(Supplied material begins)

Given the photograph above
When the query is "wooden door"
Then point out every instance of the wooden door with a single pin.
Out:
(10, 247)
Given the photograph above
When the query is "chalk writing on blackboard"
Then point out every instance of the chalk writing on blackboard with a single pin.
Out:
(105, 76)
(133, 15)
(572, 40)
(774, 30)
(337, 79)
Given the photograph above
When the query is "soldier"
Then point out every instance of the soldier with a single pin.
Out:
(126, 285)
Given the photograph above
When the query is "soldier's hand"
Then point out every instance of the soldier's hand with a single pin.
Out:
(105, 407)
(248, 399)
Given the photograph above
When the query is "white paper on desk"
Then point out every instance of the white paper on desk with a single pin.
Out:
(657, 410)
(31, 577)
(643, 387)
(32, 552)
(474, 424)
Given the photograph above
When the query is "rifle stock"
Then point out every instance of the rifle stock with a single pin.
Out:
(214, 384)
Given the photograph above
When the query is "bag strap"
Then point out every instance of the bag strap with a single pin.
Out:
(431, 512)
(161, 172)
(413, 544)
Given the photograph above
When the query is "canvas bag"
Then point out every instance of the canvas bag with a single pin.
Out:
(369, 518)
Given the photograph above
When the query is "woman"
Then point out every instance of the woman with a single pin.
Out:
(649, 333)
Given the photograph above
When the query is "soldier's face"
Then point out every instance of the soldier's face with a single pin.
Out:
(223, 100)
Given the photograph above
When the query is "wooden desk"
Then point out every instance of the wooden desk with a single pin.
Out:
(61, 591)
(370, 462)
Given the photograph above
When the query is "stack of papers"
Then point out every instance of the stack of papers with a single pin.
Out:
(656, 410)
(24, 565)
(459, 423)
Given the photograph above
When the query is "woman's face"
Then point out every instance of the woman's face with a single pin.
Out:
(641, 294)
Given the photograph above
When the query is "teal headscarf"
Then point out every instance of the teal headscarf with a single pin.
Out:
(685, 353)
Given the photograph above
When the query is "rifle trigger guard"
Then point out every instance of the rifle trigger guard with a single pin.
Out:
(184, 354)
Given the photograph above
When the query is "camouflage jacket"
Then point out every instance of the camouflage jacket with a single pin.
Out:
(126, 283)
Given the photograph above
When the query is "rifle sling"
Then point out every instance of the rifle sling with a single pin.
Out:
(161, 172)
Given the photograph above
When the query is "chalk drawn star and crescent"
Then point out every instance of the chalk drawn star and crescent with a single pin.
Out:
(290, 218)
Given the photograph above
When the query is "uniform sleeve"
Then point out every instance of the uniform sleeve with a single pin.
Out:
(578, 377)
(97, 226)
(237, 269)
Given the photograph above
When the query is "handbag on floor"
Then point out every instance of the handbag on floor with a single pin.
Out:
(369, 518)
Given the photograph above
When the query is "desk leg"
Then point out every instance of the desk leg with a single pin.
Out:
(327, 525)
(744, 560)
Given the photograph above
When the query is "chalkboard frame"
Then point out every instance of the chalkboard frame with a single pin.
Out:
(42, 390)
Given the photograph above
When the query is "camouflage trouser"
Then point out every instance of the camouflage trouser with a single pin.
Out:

(Supplied material ends)

◆ Task to carry out
Your reply should consist of the records, duplicated exactly.

◆ Solution for this exercise
Given the photograph above
When the query is "wooden door"
Then point out every instance of the wooden door with a single pin.
Out:
(10, 247)
Given the photograph above
When the query is "chalk writing on blackboard"
Then point out every instance of the chalk writing on blackboard with a single pin.
Out:
(105, 76)
(133, 15)
(572, 40)
(774, 30)
(337, 79)
Given the photograph above
When the query is "soldier"
Then point out every instance of the soldier with a single pin.
Out:
(126, 285)
Given the photograph above
When the query is "soldier's hand"
Then point out every instance of the soldier's hand with a single pin.
Out:
(105, 407)
(248, 399)
Given the photograph above
When the query is "white paper on desk"
Then point out every instance of the white paper on desk with a single pin.
Out:
(657, 410)
(31, 577)
(643, 387)
(32, 552)
(474, 424)
Given the photograph above
When the query is "rifle stock"
Then point out every instance of the rifle stock with a single pin.
Out:
(214, 384)
Given the photograph above
When the query is "bag strap"
Then point out every instance of the bag strap with a single pin.
Out:
(431, 512)
(161, 172)
(413, 544)
Given the photograph above
When the query is "canvas bag"
Then point out every instance of the canvas bag with a single pin.
Out:
(369, 518)
Given the photograph above
When the query is "woman"
Then point out every instance of the woman with a single pin.
Out:
(649, 333)
Given the photograph above
When the query is "soldier's face"
Then point out every instance of the soldier's face with a single pin.
Out:
(223, 100)
Given the photograph above
When the query is "wooden desk"
Then point out every instance of the wooden desk with a single pin.
Out:
(61, 591)
(370, 462)
Given the photograph above
When the query is "stack of papers"
Then point out every instance of the stack of papers with a single pin.
Out:
(656, 410)
(24, 565)
(459, 423)
Given the photograph above
When the query is "woman's face"
Then point out every instance of the woman's face with a single pin.
Out:
(641, 294)
Given the photograph above
When the query is "teal headscarf"
Then point out every instance of the teal headscarf with a single pin.
Out:
(685, 353)
Given the photograph above
When the query is "rifle trigger guard"
Then point out every instance of the rifle trigger guard with a single pin.
Out:
(184, 354)
Given the photograph above
When the query is "camouflage jacket"
Then point out every instance of the camouflage jacket with a single pin.
Out:
(126, 283)
Given the photograph above
When the query is "rifle sling"
Then point out every instance of the rifle sling with a single pin.
Out:
(161, 172)
Given the photograph above
When the query is "chalk drawn star and crescent"
Then point out every instance of the chalk drawn star and crescent with a single pin.
Out:
(290, 218)
Given the photograph above
When the query is "uniform sleeve"
Then point out every instance of the uniform sleeve with a single pin.
Out:
(578, 377)
(97, 226)
(237, 269)
Given the photograph above
When the query is "handbag on floor"
Then point out every instance of the handbag on floor with a single pin.
Out:
(369, 518)
Given the photograph above
When the query is "desk leg"
Then point out every instance of the desk leg with a single pin.
Out:
(327, 525)
(744, 560)
Given the photograph above
When the query is "chalkboard frame"
Then point out every instance of the chalkboard frame with a single pin.
Out:
(42, 390)
Given the photograph above
When the query is "camouflage trouser"
Then point out every instance of the camouflage trouser with a single pin.
Out:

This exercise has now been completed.